In the passage about Findhorn, copy out the section that begins at "As love drove" and stops after "I later wrote.", swapping "supper" for "dinner".

• [SOURCE EXCERPT]:
-.-.-

As love drove Alec Keith to the mountains, love drove me from them. A year had elapsed when Fi called to say she was staying with family in Findhorn, 30 miles east of Inverness on the Moray coast. Did I want to come over? After supper, her aunt and uncle made their excuses and left us alone. ‘I came to my senses,’ I later wrote.
It is the closest my life has come to fiction. The author Ian McEwan is a purveyor of the literary turning point – the single instant on which providence hinges. That evening in Findhorn was my watershed. Looking back as I write now, every moment of the last eight years leads back to that moment. I would move to London to be with Fi. I would leave journalism and re-train as a teacher. Fi and I would get engaged in New York and married in London. I would teach in Croydon; Fi would teach in Tooting. Abstract conversations about children became a startling reality: we would have two. Finally, years later, we would call Scotland home. I would run in the hills again. I would write this book.

-.-.-

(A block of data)
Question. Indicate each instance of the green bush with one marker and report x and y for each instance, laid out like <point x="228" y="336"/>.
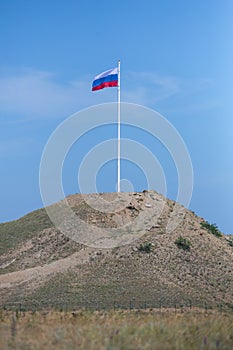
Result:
<point x="183" y="243"/>
<point x="145" y="247"/>
<point x="212" y="228"/>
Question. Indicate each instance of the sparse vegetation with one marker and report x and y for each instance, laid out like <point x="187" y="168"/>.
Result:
<point x="117" y="330"/>
<point x="212" y="228"/>
<point x="145" y="247"/>
<point x="230" y="242"/>
<point x="183" y="243"/>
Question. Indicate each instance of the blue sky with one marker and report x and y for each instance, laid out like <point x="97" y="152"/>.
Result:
<point x="176" y="58"/>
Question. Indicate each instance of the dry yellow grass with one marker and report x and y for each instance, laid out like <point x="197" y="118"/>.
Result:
<point x="111" y="330"/>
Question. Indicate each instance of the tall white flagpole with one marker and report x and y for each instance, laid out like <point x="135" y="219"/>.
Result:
<point x="119" y="128"/>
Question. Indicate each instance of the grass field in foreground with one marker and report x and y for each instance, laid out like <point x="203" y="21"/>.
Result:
<point x="113" y="330"/>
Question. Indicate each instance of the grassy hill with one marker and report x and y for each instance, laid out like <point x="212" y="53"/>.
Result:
<point x="40" y="267"/>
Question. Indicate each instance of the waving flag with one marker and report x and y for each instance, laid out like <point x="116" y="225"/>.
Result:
<point x="105" y="79"/>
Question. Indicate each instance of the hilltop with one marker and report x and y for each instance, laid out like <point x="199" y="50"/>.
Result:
<point x="192" y="264"/>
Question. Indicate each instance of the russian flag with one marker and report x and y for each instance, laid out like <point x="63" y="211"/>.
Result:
<point x="105" y="79"/>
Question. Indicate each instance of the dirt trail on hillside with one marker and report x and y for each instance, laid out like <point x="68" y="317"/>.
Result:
<point x="41" y="273"/>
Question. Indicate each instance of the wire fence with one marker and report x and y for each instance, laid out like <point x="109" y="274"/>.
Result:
<point x="133" y="304"/>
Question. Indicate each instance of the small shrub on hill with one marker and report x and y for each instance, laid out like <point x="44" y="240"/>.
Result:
<point x="145" y="247"/>
<point x="212" y="228"/>
<point x="230" y="242"/>
<point x="183" y="243"/>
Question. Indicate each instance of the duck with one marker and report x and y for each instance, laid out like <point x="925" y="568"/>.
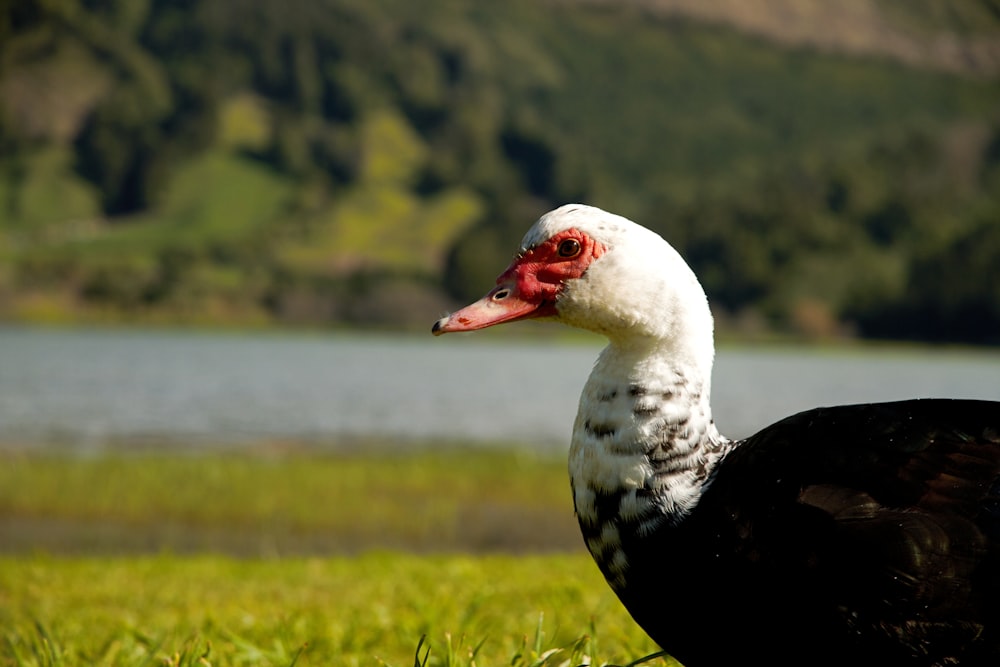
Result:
<point x="864" y="534"/>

-.-.-

• [WRITTEN ANSWER]:
As love drove Alec Keith to the mountains, love drove me from them. A year had elapsed when Fi called to say she was staying with family in Findhorn, 30 miles east of Inverness on the Moray coast. Did I want to come over? After dinner, her aunt and uncle made their excuses and left us alone. ‘I came to my senses,’ I later wrote.